Directions for this task:
Skip all pictures, then print the remaining material exactly.

Input rows:
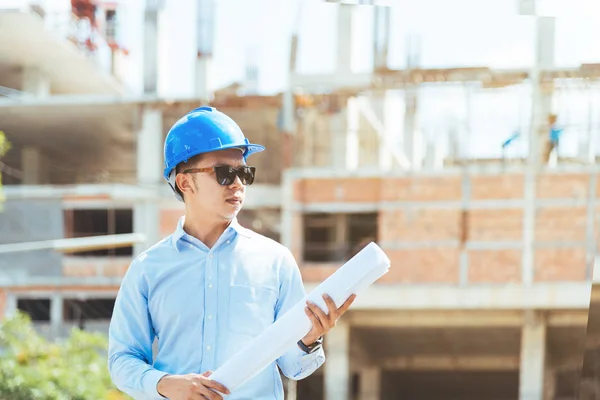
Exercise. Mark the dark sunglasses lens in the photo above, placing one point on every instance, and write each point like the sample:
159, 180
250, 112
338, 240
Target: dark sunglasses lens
247, 175
226, 175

Correct answer:
Exercise. Mark the dark sunglasses lens in the photo above, placing one point on every instance, and write each point like the sample:
159, 180
250, 112
338, 240
Target: dark sunglasses lens
247, 175
226, 175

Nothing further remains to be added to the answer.